> _Schriftliche Aufgabe 1_
Wie viele Soldaten will Washington laut dem Text über die US-Präsenz im Irak auch nach 2011 dort stationieren?

> _Vorliegender Text_

-------------------------

Verhindern wird der tiefsitzende Konflikt der politischen Fraktionen im Irak das Vorhaben Washingtons nicht. Sollte Premierminister al-Maliki die US-Streitkräfte bitten, weiterhin im Land zu bleiben, wäre es unverantwortlich, ihm nicht zuzuhören, signalisierte Clinton, daß es im Zweifelsfall auch ohne das Parlament in Bagdad geht. Panetta kündigte unverblümt an, daß man eine langfristige Partnerschaft mit dem Irak aufrechterhalten werde, um dessen Stabilität sicherzustellen, sei es nun diplomatisch oder militärisch. Die Präsenz von US-Truppen zur Ausbildung und Unterstützung bei "Operationen gegen den Terrorismus" sei Verhandlungssache der Regierungen in Washington und Bagdad. [3]

Noch in der Präsidentschaft George W. Bushs wurde das Abkommen Status of Forces Agreement (SOFA) ausgehandelt, wonach die verbliebenen 48.000 US-Soldaten bis Ende 2011 den Irak verlassen. In dem Vertrag wurde zugleich die Option einer verlängerten Präsenz von "Ausbildern" festgeschrieben, sollte die irakische Regierung dies wünschen. Wie inzwischen bekannt geworden ist, will Washington auch nach 2011 bis zu 10.000 Soldaten im Irak stationieren. Auch wurde der riesige Stützpunkt Camp Delta nahe der Grenze zum Iran bislang nicht unter irakische Kontrolle gestellt, sondern mit großem Aufwand erweitert.

-------------------------

Einträge zur Koordinatenannotation:
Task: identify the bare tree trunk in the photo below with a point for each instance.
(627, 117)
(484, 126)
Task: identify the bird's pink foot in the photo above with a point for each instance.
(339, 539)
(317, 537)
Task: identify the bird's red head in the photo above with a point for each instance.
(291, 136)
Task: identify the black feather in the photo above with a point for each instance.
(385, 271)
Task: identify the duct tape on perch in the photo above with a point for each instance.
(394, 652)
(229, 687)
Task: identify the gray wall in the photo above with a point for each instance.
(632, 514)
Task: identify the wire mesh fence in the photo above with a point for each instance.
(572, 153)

-------------------------

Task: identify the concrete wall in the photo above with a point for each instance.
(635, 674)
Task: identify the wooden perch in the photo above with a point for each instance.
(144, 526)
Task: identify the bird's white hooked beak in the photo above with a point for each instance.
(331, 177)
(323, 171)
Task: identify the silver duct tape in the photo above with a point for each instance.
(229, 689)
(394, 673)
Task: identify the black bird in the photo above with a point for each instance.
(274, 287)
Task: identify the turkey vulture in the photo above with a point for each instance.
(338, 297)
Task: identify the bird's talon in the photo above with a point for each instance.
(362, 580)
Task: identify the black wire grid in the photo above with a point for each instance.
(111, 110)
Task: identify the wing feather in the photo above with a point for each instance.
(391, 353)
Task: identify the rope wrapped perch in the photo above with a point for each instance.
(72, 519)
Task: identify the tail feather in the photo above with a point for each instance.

-------------------------

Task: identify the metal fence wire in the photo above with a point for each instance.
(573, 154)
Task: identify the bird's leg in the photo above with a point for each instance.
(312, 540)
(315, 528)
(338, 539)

-------------------------

> _Schriftliche Aufgabe 2_
Gib die Datensätze von der Zeile mit „Task: identify the bird's white“ bis einschließlich der Zeile mit „Task: identify the tail“ erneut aus und tausche dabei „feather“ gegen „plume“; alles Übrige bleibt unverändert.

> _Richtige Lösung 1_
Bis zu 10.000 Soldaten.

> _Richtige Lösung 2_
Task: identify the bird's white hooked beak in the photo above with a point for each instance.
(331, 177)
(323, 171)
Task: identify the silver duct tape in the photo above with a point for each instance.
(229, 689)
(394, 673)
Task: identify the black bird in the photo above with a point for each instance.
(274, 287)
Task: identify the turkey vulture in the photo above with a point for each instance.
(338, 297)
Task: identify the bird's talon in the photo above with a point for each instance.
(362, 580)
Task: identify the black wire grid in the photo above with a point for each instance.
(111, 110)
Task: identify the wing plume in the photo above with a point for each instance.
(391, 353)
Task: identify the rope wrapped perch in the photo above with a point for each instance.
(72, 519)
Task: identify the tail plume in the photo above with a point for each instance.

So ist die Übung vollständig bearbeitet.